Start of Text passage
= Functional requirement =

Any task which a system must be able to complete

In software engineering and systems engineering, a functional requirement defines a function of a system or its component, where a function is described as a summary (or specification or statement) of behavior between inputs and outputs.

Functional requirements may involve calculations, technical details, data manipulation and processing, and other specific functionality that define what a system is supposed to accomplish. Behavioral requirements describe all the cases where the system uses the functional requirements, these are captured in use cases. Functional requirements are supported by non-functional requirements (also known as "quality requirements"), which impose constraints on the design or implementation (such as performance requirements, security, or reliability). Generally, functional requirements are expressed in the form "system must do <requirement>," while non-functional requirements take the form "system shall be <requirement>." The plan for implementing functional requirements is detailed in the system design, whereas non-functional requirements are detailed in the system architecture.

As defined in requirements engineering, functional requirements specify particular results of a system. This should be contrasted with non-functional requirements, which specify overall characteristics such as cost and reliability. Functional requirements drive the application architecture of a system, while non-functional requirements drive the technical architecture of a system.
End of Text passage
» **What you need to do**
Return everything from "In software engineering" down to "inputs and outputs." in the passage on functional requirements, copied verbatim.
Start of Extracted data
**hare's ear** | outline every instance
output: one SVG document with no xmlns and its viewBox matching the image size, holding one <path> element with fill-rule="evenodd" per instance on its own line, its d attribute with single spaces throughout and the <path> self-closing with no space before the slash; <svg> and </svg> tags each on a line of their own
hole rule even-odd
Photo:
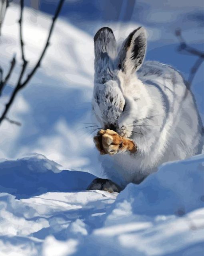
<svg viewBox="0 0 204 256">
<path fill-rule="evenodd" d="M 96 75 L 104 73 L 110 60 L 116 56 L 116 41 L 112 29 L 102 28 L 94 37 L 95 71 Z"/>
<path fill-rule="evenodd" d="M 146 32 L 140 27 L 123 43 L 119 55 L 118 68 L 129 74 L 138 70 L 142 64 L 146 45 Z"/>
</svg>

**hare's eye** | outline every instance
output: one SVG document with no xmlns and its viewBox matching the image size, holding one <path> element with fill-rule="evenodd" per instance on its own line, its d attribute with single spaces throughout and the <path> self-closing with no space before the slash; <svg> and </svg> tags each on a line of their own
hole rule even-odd
<svg viewBox="0 0 204 256">
<path fill-rule="evenodd" d="M 124 112 L 124 111 L 125 110 L 125 108 L 126 108 L 126 103 L 125 103 L 125 104 L 124 105 L 124 106 L 123 107 L 123 109 L 122 110 L 122 112 Z"/>
</svg>

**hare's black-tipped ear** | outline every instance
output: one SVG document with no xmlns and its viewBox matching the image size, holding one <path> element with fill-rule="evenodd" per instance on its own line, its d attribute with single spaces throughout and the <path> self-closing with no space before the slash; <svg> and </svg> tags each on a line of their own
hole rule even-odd
<svg viewBox="0 0 204 256">
<path fill-rule="evenodd" d="M 146 31 L 140 27 L 130 33 L 123 43 L 119 55 L 119 69 L 128 74 L 139 69 L 145 55 L 146 46 Z"/>
<path fill-rule="evenodd" d="M 94 37 L 95 71 L 96 75 L 105 73 L 110 60 L 116 56 L 116 41 L 112 29 L 102 28 Z"/>
</svg>

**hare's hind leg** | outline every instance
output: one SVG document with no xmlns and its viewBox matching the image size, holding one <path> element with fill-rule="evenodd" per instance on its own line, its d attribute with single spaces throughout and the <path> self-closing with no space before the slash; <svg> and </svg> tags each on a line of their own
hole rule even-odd
<svg viewBox="0 0 204 256">
<path fill-rule="evenodd" d="M 104 190 L 110 193 L 118 192 L 122 190 L 121 188 L 110 180 L 97 178 L 94 180 L 87 188 L 87 190 Z"/>
</svg>

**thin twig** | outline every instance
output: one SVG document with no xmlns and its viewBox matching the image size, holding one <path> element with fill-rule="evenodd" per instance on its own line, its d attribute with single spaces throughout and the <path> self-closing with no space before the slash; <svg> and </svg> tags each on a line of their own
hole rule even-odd
<svg viewBox="0 0 204 256">
<path fill-rule="evenodd" d="M 42 53 L 37 61 L 36 66 L 30 73 L 30 74 L 28 74 L 27 78 L 26 79 L 26 80 L 23 82 L 22 83 L 21 83 L 21 81 L 22 78 L 23 77 L 23 76 L 24 73 L 24 72 L 26 70 L 26 69 L 27 66 L 27 61 L 25 59 L 25 55 L 24 54 L 24 44 L 23 43 L 23 41 L 22 38 L 22 13 L 23 10 L 23 7 L 24 5 L 24 1 L 23 0 L 21 0 L 21 12 L 20 12 L 20 19 L 19 21 L 19 25 L 20 27 L 20 44 L 21 44 L 21 48 L 22 51 L 22 59 L 23 60 L 23 64 L 22 66 L 21 71 L 20 73 L 20 75 L 19 76 L 19 77 L 18 78 L 18 82 L 17 84 L 15 87 L 14 90 L 8 102 L 6 104 L 5 106 L 5 108 L 4 111 L 3 112 L 1 117 L 0 117 L 0 124 L 1 123 L 2 121 L 6 118 L 6 117 L 8 113 L 8 112 L 11 107 L 12 104 L 13 103 L 14 99 L 17 94 L 20 90 L 21 90 L 23 87 L 24 87 L 28 82 L 30 81 L 30 78 L 33 76 L 35 72 L 36 71 L 37 68 L 40 66 L 40 62 L 43 57 L 44 54 L 46 52 L 47 48 L 49 44 L 49 41 L 51 37 L 52 31 L 53 29 L 53 28 L 54 27 L 54 23 L 55 21 L 58 18 L 60 12 L 61 10 L 62 7 L 62 5 L 64 2 L 64 0 L 60 0 L 58 4 L 58 6 L 57 7 L 56 11 L 55 12 L 55 15 L 53 18 L 52 18 L 52 22 L 50 27 L 50 31 L 49 33 L 49 34 L 48 35 L 48 39 L 47 40 L 47 41 L 46 44 L 44 46 L 44 47 L 42 51 Z"/>
<path fill-rule="evenodd" d="M 41 62 L 42 59 L 43 57 L 43 56 L 44 56 L 44 54 L 45 53 L 45 52 L 46 51 L 46 50 L 47 49 L 47 48 L 48 48 L 48 46 L 49 46 L 50 45 L 50 37 L 52 32 L 52 31 L 53 30 L 53 28 L 54 27 L 54 25 L 55 23 L 55 21 L 59 15 L 59 14 L 61 10 L 61 9 L 62 8 L 62 5 L 64 4 L 64 0 L 60 0 L 59 4 L 58 5 L 58 6 L 55 12 L 55 14 L 54 14 L 54 16 L 52 18 L 52 24 L 50 27 L 50 32 L 49 33 L 49 35 L 48 37 L 48 39 L 47 39 L 47 41 L 46 42 L 46 43 L 44 47 L 44 49 L 43 49 L 42 52 L 41 53 L 41 55 L 38 60 L 38 61 L 37 63 L 36 63 L 35 66 L 34 67 L 34 68 L 33 68 L 32 70 L 30 72 L 30 73 L 29 74 L 28 74 L 28 77 L 26 79 L 26 80 L 20 85 L 21 88 L 22 88 L 23 87 L 24 87 L 26 84 L 28 82 L 30 79 L 33 76 L 35 72 L 36 71 L 36 70 L 37 70 L 37 69 L 40 66 L 40 63 Z"/>
<path fill-rule="evenodd" d="M 180 45 L 178 48 L 178 51 L 183 51 L 187 54 L 191 54 L 194 56 L 196 56 L 198 58 L 196 61 L 195 63 L 191 68 L 189 74 L 188 79 L 187 81 L 188 86 L 189 88 L 192 84 L 193 79 L 194 78 L 196 73 L 198 71 L 200 66 L 204 61 L 204 52 L 201 51 L 199 51 L 197 49 L 190 46 L 185 41 L 181 34 L 181 30 L 179 29 L 175 31 L 176 36 L 180 41 Z"/>
<path fill-rule="evenodd" d="M 0 83 L 2 82 L 2 81 L 3 80 L 3 71 L 2 68 L 0 67 Z"/>
<path fill-rule="evenodd" d="M 14 56 L 11 61 L 10 68 L 8 70 L 7 74 L 4 80 L 3 80 L 3 79 L 1 79 L 1 82 L 0 82 L 0 96 L 2 95 L 2 92 L 4 90 L 5 86 L 6 84 L 10 78 L 10 76 L 12 74 L 15 65 L 16 65 L 16 57 L 15 56 Z"/>
<path fill-rule="evenodd" d="M 9 122 L 9 123 L 10 123 L 13 124 L 14 125 L 18 125 L 18 126 L 21 126 L 21 123 L 20 122 L 12 120 L 11 119 L 8 118 L 8 117 L 4 117 L 4 119 Z"/>
<path fill-rule="evenodd" d="M 23 37 L 22 35 L 22 18 L 23 16 L 23 11 L 24 6 L 24 0 L 20 0 L 20 18 L 18 20 L 19 23 L 20 28 L 20 47 L 21 49 L 21 54 L 22 57 L 22 59 L 23 60 L 23 63 L 27 63 L 27 61 L 25 58 L 25 54 L 24 53 L 24 43 L 23 41 Z"/>
</svg>

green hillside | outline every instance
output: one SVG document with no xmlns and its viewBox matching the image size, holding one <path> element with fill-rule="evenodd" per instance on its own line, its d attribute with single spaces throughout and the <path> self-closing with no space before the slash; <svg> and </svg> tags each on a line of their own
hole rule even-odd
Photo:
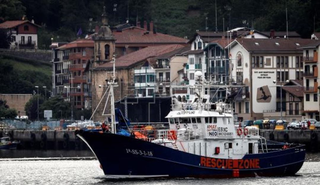
<svg viewBox="0 0 320 185">
<path fill-rule="evenodd" d="M 51 74 L 49 63 L 0 56 L 0 93 L 32 93 L 36 85 L 50 90 Z"/>
</svg>

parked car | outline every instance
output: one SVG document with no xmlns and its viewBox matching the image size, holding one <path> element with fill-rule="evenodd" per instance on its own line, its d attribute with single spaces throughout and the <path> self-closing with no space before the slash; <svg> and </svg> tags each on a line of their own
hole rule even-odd
<svg viewBox="0 0 320 185">
<path fill-rule="evenodd" d="M 318 121 L 314 119 L 305 119 L 303 120 L 303 121 L 310 121 L 310 122 L 311 123 L 311 125 L 314 125 L 315 124 L 315 123 L 318 122 Z"/>
<path fill-rule="evenodd" d="M 299 121 L 293 121 L 288 125 L 288 126 L 287 127 L 287 128 L 288 130 L 290 130 L 290 129 L 296 130 L 300 129 L 300 122 Z"/>
<path fill-rule="evenodd" d="M 315 123 L 315 127 L 316 129 L 320 129 L 320 122 L 318 122 Z"/>
<path fill-rule="evenodd" d="M 303 121 L 301 121 L 300 122 L 300 124 L 299 124 L 299 126 L 300 127 L 300 129 L 307 129 L 308 128 L 308 123 L 307 122 L 307 121 L 304 120 Z"/>
</svg>

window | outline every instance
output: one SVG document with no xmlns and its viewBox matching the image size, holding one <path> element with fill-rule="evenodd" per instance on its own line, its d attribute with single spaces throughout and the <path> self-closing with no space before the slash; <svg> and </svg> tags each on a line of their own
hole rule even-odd
<svg viewBox="0 0 320 185">
<path fill-rule="evenodd" d="M 289 59 L 288 56 L 284 57 L 284 67 L 289 67 Z"/>
<path fill-rule="evenodd" d="M 245 113 L 249 113 L 249 102 L 245 102 Z"/>
<path fill-rule="evenodd" d="M 140 82 L 141 83 L 146 83 L 146 76 L 145 75 L 141 75 L 140 76 L 140 79 L 141 80 L 141 81 Z"/>
<path fill-rule="evenodd" d="M 153 82 L 155 81 L 155 75 L 147 75 L 147 81 L 148 82 Z"/>
<path fill-rule="evenodd" d="M 148 89 L 148 96 L 153 96 L 153 89 Z"/>
<path fill-rule="evenodd" d="M 23 26 L 23 30 L 25 31 L 29 31 L 29 26 L 28 25 L 25 25 Z"/>
<path fill-rule="evenodd" d="M 249 154 L 253 153 L 253 145 L 252 144 L 252 143 L 249 143 L 249 150 L 248 151 L 248 153 Z"/>
<path fill-rule="evenodd" d="M 300 66 L 299 65 L 299 63 L 300 63 L 300 57 L 299 56 L 296 57 L 296 68 L 299 68 Z"/>
<path fill-rule="evenodd" d="M 127 48 L 125 47 L 124 47 L 122 48 L 122 53 L 123 53 L 124 55 L 125 55 L 127 54 Z"/>
<path fill-rule="evenodd" d="M 104 46 L 104 58 L 105 59 L 110 59 L 109 56 L 110 54 L 110 46 L 108 44 L 106 44 Z"/>
<path fill-rule="evenodd" d="M 198 42 L 198 49 L 201 49 L 202 48 L 202 43 L 201 41 Z"/>
<path fill-rule="evenodd" d="M 242 56 L 239 53 L 237 56 L 237 66 L 241 66 L 242 65 Z"/>
<path fill-rule="evenodd" d="M 310 100 L 310 95 L 309 94 L 306 94 L 306 101 L 309 101 Z"/>
</svg>

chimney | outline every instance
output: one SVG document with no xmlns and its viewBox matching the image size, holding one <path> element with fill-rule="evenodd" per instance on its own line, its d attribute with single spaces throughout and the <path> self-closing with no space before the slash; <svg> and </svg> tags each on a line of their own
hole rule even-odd
<svg viewBox="0 0 320 185">
<path fill-rule="evenodd" d="M 149 26 L 150 27 L 150 31 L 153 33 L 154 33 L 153 32 L 153 21 L 150 21 L 150 23 L 149 23 Z"/>
<path fill-rule="evenodd" d="M 147 21 L 143 21 L 143 28 L 146 30 L 148 29 L 148 25 L 147 24 Z"/>
<path fill-rule="evenodd" d="M 270 30 L 270 38 L 273 39 L 275 38 L 275 35 L 276 34 L 276 31 L 274 30 Z"/>
</svg>

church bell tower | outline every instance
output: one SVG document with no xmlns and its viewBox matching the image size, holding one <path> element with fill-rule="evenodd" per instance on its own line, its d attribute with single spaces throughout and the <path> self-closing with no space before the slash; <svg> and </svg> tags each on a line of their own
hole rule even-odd
<svg viewBox="0 0 320 185">
<path fill-rule="evenodd" d="M 111 61 L 116 51 L 116 39 L 108 25 L 105 6 L 101 17 L 102 25 L 92 38 L 94 41 L 95 67 Z"/>
</svg>

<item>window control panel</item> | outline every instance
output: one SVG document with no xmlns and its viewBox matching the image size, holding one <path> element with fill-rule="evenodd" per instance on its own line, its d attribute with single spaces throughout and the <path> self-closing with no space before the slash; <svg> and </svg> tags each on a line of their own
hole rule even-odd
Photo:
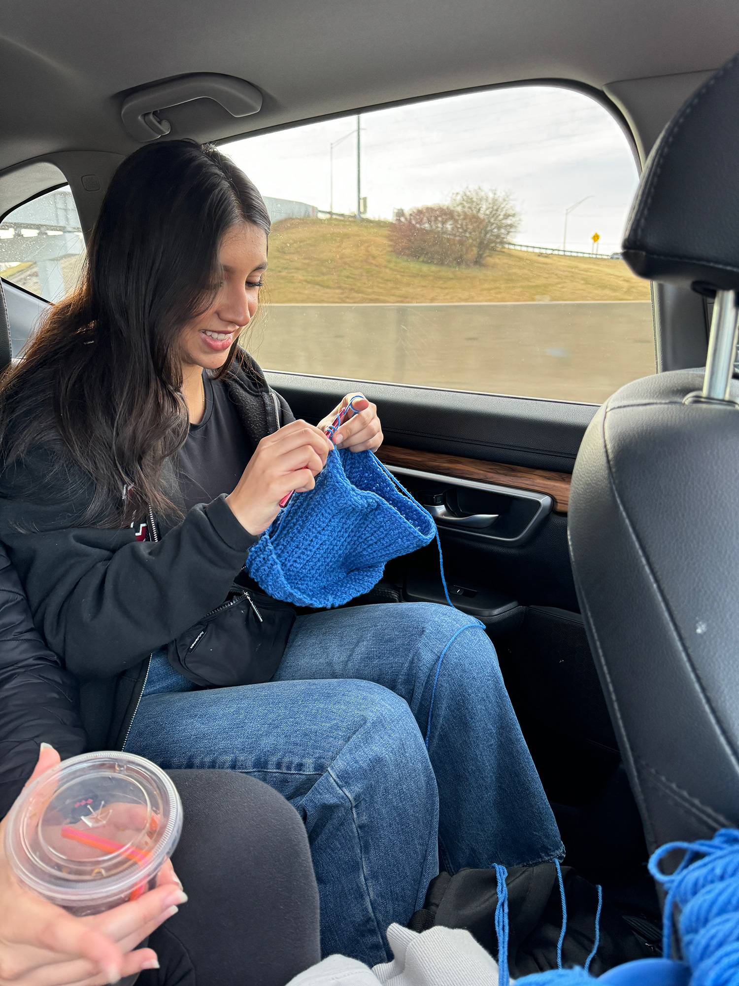
<svg viewBox="0 0 739 986">
<path fill-rule="evenodd" d="M 452 576 L 446 587 L 455 608 L 482 620 L 497 632 L 514 630 L 523 616 L 516 599 L 495 589 L 486 589 L 461 577 Z M 403 599 L 408 602 L 440 602 L 446 605 L 441 577 L 437 573 L 410 569 L 403 583 Z"/>
</svg>

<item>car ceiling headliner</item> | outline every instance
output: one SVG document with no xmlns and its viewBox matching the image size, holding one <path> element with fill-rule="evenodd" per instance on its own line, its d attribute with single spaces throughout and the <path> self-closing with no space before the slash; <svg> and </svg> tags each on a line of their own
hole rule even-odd
<svg viewBox="0 0 739 986">
<path fill-rule="evenodd" d="M 527 79 L 602 88 L 717 67 L 736 0 L 25 0 L 0 16 L 0 170 L 52 151 L 128 154 L 132 89 L 190 72 L 257 86 L 261 111 L 168 110 L 172 136 L 296 120 Z"/>
</svg>

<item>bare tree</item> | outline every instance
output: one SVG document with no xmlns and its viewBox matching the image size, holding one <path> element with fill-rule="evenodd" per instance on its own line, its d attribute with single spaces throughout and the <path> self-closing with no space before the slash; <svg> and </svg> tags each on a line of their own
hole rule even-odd
<svg viewBox="0 0 739 986">
<path fill-rule="evenodd" d="M 457 215 L 457 235 L 467 241 L 467 262 L 478 267 L 521 224 L 510 195 L 495 188 L 464 188 L 451 196 L 449 205 Z"/>
<path fill-rule="evenodd" d="M 427 263 L 480 266 L 518 229 L 510 196 L 492 189 L 464 188 L 448 205 L 398 209 L 390 226 L 394 253 Z"/>
<path fill-rule="evenodd" d="M 407 215 L 398 215 L 390 226 L 393 252 L 427 263 L 461 266 L 467 243 L 456 233 L 456 212 L 448 205 L 422 205 Z"/>
</svg>

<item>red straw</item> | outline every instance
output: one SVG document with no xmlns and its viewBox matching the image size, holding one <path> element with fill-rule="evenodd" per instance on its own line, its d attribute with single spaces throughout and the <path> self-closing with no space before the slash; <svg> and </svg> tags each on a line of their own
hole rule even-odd
<svg viewBox="0 0 739 986">
<path fill-rule="evenodd" d="M 81 842 L 83 846 L 92 846 L 93 849 L 100 849 L 106 853 L 122 852 L 126 859 L 133 860 L 139 866 L 148 863 L 152 854 L 146 849 L 134 849 L 132 846 L 123 846 L 120 842 L 106 839 L 102 835 L 95 835 L 94 832 L 81 832 L 71 825 L 65 825 L 61 830 L 63 839 L 70 839 L 72 842 Z"/>
</svg>

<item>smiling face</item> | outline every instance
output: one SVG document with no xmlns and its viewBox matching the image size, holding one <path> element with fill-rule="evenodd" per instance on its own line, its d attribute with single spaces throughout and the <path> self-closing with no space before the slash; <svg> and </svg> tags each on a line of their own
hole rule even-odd
<svg viewBox="0 0 739 986">
<path fill-rule="evenodd" d="M 218 370 L 238 333 L 256 315 L 259 286 L 267 268 L 267 235 L 251 223 L 239 223 L 224 237 L 219 250 L 219 285 L 202 315 L 182 328 L 182 369 Z"/>
</svg>

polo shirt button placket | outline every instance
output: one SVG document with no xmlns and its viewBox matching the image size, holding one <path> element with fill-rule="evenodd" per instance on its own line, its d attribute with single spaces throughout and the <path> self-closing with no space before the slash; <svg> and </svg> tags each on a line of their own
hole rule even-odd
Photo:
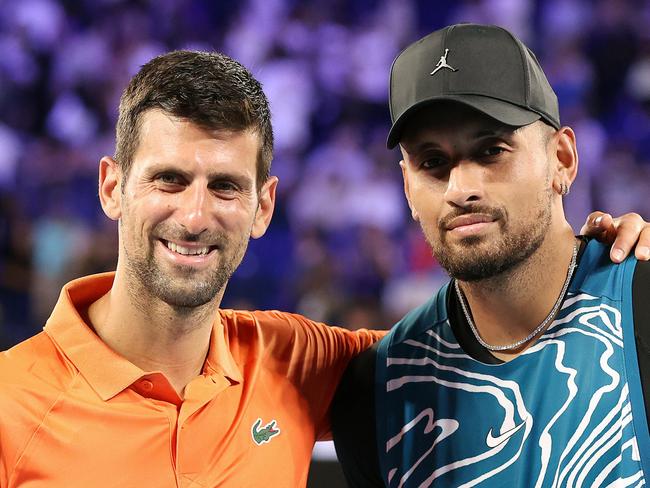
<svg viewBox="0 0 650 488">
<path fill-rule="evenodd" d="M 140 385 L 142 386 L 142 389 L 147 393 L 151 393 L 153 390 L 153 382 L 151 380 L 142 380 Z"/>
</svg>

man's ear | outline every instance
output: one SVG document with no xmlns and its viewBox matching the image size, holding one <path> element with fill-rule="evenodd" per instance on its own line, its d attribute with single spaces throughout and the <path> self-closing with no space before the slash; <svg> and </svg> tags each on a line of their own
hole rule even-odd
<svg viewBox="0 0 650 488">
<path fill-rule="evenodd" d="M 251 237 L 259 239 L 264 235 L 271 223 L 273 209 L 275 208 L 275 190 L 278 186 L 277 176 L 270 176 L 262 185 L 257 200 L 257 212 L 251 228 Z"/>
<path fill-rule="evenodd" d="M 118 220 L 122 216 L 122 171 L 117 162 L 104 156 L 99 161 L 99 201 L 109 219 Z"/>
<path fill-rule="evenodd" d="M 559 194 L 564 195 L 568 193 L 578 173 L 578 151 L 573 129 L 566 126 L 558 129 L 553 136 L 553 143 L 555 155 L 553 188 Z"/>
<path fill-rule="evenodd" d="M 409 190 L 409 178 L 408 178 L 408 171 L 406 167 L 406 162 L 402 159 L 399 162 L 399 167 L 402 169 L 402 178 L 404 179 L 404 195 L 406 196 L 406 202 L 409 205 L 409 209 L 411 210 L 411 216 L 413 217 L 413 220 L 416 222 L 419 222 L 419 215 L 413 205 L 411 204 L 411 193 Z"/>
</svg>

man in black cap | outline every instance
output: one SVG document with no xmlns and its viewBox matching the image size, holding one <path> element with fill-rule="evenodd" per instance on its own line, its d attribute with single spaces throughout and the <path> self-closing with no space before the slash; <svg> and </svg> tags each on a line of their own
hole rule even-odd
<svg viewBox="0 0 650 488">
<path fill-rule="evenodd" d="M 390 77 L 413 218 L 452 280 L 355 360 L 333 409 L 353 486 L 640 486 L 650 265 L 613 265 L 562 206 L 576 138 L 535 55 L 454 25 Z"/>
</svg>

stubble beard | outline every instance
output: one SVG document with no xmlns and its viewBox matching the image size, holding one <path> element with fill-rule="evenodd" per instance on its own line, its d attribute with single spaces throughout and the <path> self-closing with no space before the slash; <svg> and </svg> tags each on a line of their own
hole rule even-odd
<svg viewBox="0 0 650 488">
<path fill-rule="evenodd" d="M 167 235 L 164 232 L 162 235 Z M 174 240 L 195 241 L 196 237 L 190 235 L 177 235 Z M 221 293 L 228 280 L 241 263 L 248 239 L 246 237 L 238 242 L 230 241 L 223 233 L 216 234 L 209 242 L 218 243 L 218 249 L 212 252 L 220 254 L 216 268 L 197 272 L 192 266 L 175 266 L 175 272 L 165 271 L 155 257 L 155 245 L 148 246 L 145 255 L 131 253 L 125 248 L 126 270 L 130 281 L 135 281 L 137 286 L 131 287 L 133 299 L 142 302 L 139 290 L 144 295 L 158 299 L 179 314 L 191 313 L 198 307 L 213 301 Z"/>
<path fill-rule="evenodd" d="M 539 203 L 539 210 L 534 217 L 516 228 L 508 223 L 507 213 L 502 209 L 475 206 L 451 216 L 467 213 L 492 215 L 499 223 L 500 239 L 470 236 L 456 244 L 450 244 L 442 223 L 437 229 L 437 238 L 424 228 L 423 231 L 434 257 L 449 276 L 469 282 L 486 280 L 519 266 L 542 245 L 551 226 L 550 192 L 543 192 Z"/>
</svg>

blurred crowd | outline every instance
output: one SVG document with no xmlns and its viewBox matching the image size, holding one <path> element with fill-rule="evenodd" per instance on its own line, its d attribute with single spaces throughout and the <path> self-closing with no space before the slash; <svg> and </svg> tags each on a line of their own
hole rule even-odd
<svg viewBox="0 0 650 488">
<path fill-rule="evenodd" d="M 461 21 L 507 27 L 538 54 L 578 136 L 576 232 L 594 208 L 650 218 L 649 0 L 0 2 L 0 346 L 40 329 L 63 283 L 114 268 L 97 163 L 129 78 L 180 48 L 238 59 L 273 110 L 278 207 L 224 306 L 389 327 L 445 275 L 385 148 L 388 72 Z"/>
</svg>

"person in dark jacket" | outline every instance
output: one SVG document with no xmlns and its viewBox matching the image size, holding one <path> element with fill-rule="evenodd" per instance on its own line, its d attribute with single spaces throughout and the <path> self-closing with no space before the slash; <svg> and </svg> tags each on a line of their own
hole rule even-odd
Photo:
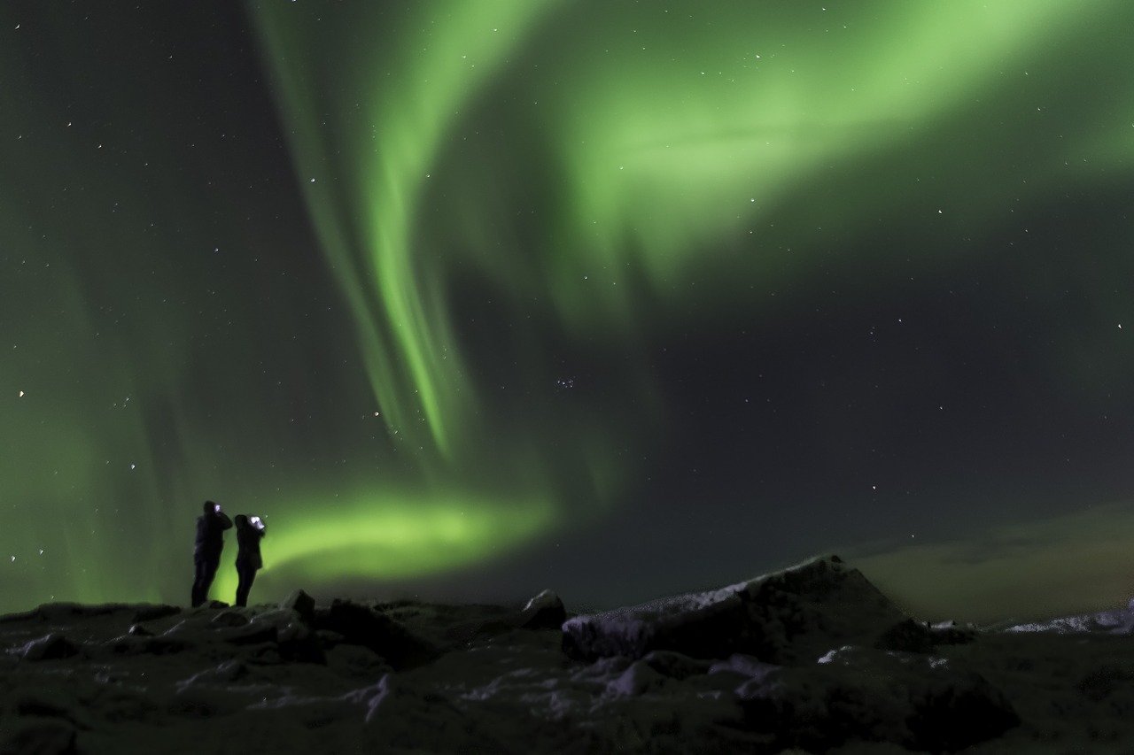
<svg viewBox="0 0 1134 755">
<path fill-rule="evenodd" d="M 205 501 L 204 509 L 204 514 L 197 517 L 197 541 L 193 548 L 194 608 L 209 599 L 209 588 L 217 576 L 220 552 L 225 548 L 225 531 L 232 526 L 232 520 L 221 512 L 219 504 Z"/>
<path fill-rule="evenodd" d="M 256 571 L 264 566 L 260 557 L 260 540 L 264 536 L 264 523 L 260 517 L 236 515 L 236 574 L 239 582 L 236 586 L 236 604 L 248 604 L 248 592 L 256 578 Z"/>
</svg>

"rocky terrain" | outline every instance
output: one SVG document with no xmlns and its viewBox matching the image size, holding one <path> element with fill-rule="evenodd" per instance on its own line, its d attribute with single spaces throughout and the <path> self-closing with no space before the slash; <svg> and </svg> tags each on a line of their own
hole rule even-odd
<svg viewBox="0 0 1134 755">
<path fill-rule="evenodd" d="M 1131 753 L 1134 611 L 926 625 L 837 557 L 574 616 L 415 601 L 0 618 L 0 753 Z"/>
</svg>

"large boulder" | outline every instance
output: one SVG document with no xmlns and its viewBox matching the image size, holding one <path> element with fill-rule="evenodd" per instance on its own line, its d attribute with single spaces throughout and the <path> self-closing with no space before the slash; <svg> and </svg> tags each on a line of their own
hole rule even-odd
<svg viewBox="0 0 1134 755">
<path fill-rule="evenodd" d="M 429 663 L 441 654 L 404 625 L 353 601 L 336 600 L 329 608 L 316 610 L 314 628 L 335 633 L 345 643 L 369 647 L 397 671 Z"/>
</svg>

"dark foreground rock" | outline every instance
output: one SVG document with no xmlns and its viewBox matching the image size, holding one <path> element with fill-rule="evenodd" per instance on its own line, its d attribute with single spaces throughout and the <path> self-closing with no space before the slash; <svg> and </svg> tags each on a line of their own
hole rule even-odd
<svg viewBox="0 0 1134 755">
<path fill-rule="evenodd" d="M 1125 614 L 979 630 L 836 558 L 567 618 L 418 601 L 0 617 L 0 755 L 1120 753 Z"/>
</svg>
End of Extracted data
» **Task answer**
In software engineering and systems engineering, a functional requirement defines a function of a system or its component, where a function is described as a summary (or specification or statement) of behavior between inputs and outputs.